#### What is required
Present the lines from the start of the records through the one containing "0 226 102 510" as a Markdown table with the columns Number and Line, leaving out blank lines.

* BEGIN *

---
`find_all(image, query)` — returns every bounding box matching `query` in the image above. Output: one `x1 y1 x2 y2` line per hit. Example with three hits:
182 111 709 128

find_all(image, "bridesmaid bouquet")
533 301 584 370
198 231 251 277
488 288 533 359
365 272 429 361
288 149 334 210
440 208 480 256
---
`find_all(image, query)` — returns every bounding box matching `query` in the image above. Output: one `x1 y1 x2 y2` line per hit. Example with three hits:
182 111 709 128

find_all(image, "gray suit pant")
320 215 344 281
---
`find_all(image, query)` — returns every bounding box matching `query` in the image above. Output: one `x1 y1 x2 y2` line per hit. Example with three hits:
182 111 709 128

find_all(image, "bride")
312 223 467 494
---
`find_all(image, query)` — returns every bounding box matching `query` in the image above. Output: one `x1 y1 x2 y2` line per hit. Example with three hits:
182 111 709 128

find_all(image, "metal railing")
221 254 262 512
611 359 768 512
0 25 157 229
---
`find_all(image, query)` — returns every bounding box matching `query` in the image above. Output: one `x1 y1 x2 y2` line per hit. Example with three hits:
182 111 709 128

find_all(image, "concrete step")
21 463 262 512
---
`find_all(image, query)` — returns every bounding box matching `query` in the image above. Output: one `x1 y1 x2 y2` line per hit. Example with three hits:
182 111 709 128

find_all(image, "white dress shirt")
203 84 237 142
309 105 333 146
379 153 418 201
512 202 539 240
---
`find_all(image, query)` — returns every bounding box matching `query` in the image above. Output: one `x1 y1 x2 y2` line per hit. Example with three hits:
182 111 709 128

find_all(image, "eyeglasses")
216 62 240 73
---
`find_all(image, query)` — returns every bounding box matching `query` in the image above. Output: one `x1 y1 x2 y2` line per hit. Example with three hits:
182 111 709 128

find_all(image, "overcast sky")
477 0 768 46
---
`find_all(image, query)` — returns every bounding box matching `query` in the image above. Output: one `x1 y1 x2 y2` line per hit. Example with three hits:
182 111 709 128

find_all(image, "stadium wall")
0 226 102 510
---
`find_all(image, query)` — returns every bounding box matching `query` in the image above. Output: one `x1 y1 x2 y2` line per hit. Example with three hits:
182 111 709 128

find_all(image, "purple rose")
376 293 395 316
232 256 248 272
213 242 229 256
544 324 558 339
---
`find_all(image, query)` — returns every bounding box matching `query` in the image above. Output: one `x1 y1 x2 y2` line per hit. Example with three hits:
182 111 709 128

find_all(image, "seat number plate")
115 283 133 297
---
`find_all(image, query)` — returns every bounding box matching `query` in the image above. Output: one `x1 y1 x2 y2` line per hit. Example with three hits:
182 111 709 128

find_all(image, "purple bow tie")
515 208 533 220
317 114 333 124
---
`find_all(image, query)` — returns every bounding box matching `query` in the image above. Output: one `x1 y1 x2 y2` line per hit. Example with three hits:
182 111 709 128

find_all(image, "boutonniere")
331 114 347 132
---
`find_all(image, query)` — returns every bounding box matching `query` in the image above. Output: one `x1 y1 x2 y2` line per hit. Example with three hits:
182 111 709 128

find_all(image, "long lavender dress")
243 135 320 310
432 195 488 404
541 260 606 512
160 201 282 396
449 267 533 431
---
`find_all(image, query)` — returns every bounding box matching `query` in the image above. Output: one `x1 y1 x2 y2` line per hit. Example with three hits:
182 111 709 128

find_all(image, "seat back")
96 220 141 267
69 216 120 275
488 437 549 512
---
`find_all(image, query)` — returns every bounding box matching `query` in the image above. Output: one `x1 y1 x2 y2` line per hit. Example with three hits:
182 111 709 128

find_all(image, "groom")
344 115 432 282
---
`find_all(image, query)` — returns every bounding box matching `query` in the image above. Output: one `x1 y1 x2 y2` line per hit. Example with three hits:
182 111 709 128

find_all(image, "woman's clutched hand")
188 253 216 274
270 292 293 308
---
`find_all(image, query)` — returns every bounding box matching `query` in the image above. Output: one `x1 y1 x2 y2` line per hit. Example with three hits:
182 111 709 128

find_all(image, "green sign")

* END *

#### Output below
| Number | Line |
|---|---|
| 1 | --- |
| 2 | `find_all(image, query)` — returns every bounding box matching `query` in the image above. Output: one `x1 y1 x2 y2` line per hit. Example with three hits: |
| 3 | 182 111 709 128 |
| 4 | find_all(image, "bridesmaid bouquet") |
| 5 | 533 301 584 370 |
| 6 | 198 231 251 277 |
| 7 | 488 288 533 359 |
| 8 | 365 272 429 361 |
| 9 | 288 149 334 210 |
| 10 | 440 208 480 256 |
| 11 | --- |
| 12 | `find_all(image, query)` — returns every bounding box matching `query` in the image above. Output: one `x1 y1 x2 y2` line per hit. Example with three hits: |
| 13 | 182 111 709 128 |
| 14 | find_all(image, "gray suit pant") |
| 15 | 320 215 344 281 |
| 16 | --- |
| 17 | `find_all(image, query)` — returns every bounding box matching `query` in the image above. Output: one `x1 y1 x2 y2` line per hit. Example with three hits: |
| 18 | 182 111 709 128 |
| 19 | find_all(image, "bride") |
| 20 | 312 223 467 494 |
| 21 | --- |
| 22 | `find_all(image, query)` — returns every bounding box matching `query` in the image above. Output: one `x1 y1 x2 y2` line per hit. Example with three hits: |
| 23 | 182 111 709 128 |
| 24 | find_all(image, "metal railing") |
| 25 | 221 254 262 512 |
| 26 | 611 359 768 512 |
| 27 | 0 25 157 229 |
| 28 | --- |
| 29 | `find_all(image, query)` — returns every bounding box matching `query` in the image above. Output: one `x1 y1 x2 y2` line per hit. Example with three hits: |
| 30 | 182 111 709 128 |
| 31 | find_all(image, "concrete step") |
| 32 | 21 463 262 512 |
| 33 | --- |
| 34 | `find_all(image, query)` — returns every bounding box matching `query` in the image above. Output: one `x1 y1 x2 y2` line per hit. Example with three hits: |
| 35 | 182 111 709 128 |
| 36 | find_all(image, "white dress shirt") |
| 37 | 203 84 237 142 |
| 38 | 309 105 333 146 |
| 39 | 379 153 418 201 |
| 40 | 512 202 539 240 |
| 41 | --- |
| 42 | `find_all(image, query)` — returns every bounding box matching `query` in the image above. Output: one `x1 y1 x2 y2` line per hit. Example with three hits: |
| 43 | 182 111 709 128 |
| 44 | find_all(image, "eyeglasses") |
| 45 | 216 62 240 73 |
| 46 | --- |
| 47 | `find_all(image, query)` — returns every bounding box matching `query` in the image above. Output: one `x1 y1 x2 y2` line per hit. Example with three hits: |
| 48 | 182 111 709 128 |
| 49 | find_all(image, "overcast sky") |
| 50 | 477 0 768 46 |
| 51 | --- |
| 52 | `find_all(image, query)` — returns every bounding box matching `query` in the image above. Output: one `x1 y1 x2 y2` line per hit. Example with three hits: |
| 53 | 182 111 709 128 |
| 54 | find_all(image, "stadium wall") |
| 55 | 0 226 102 510 |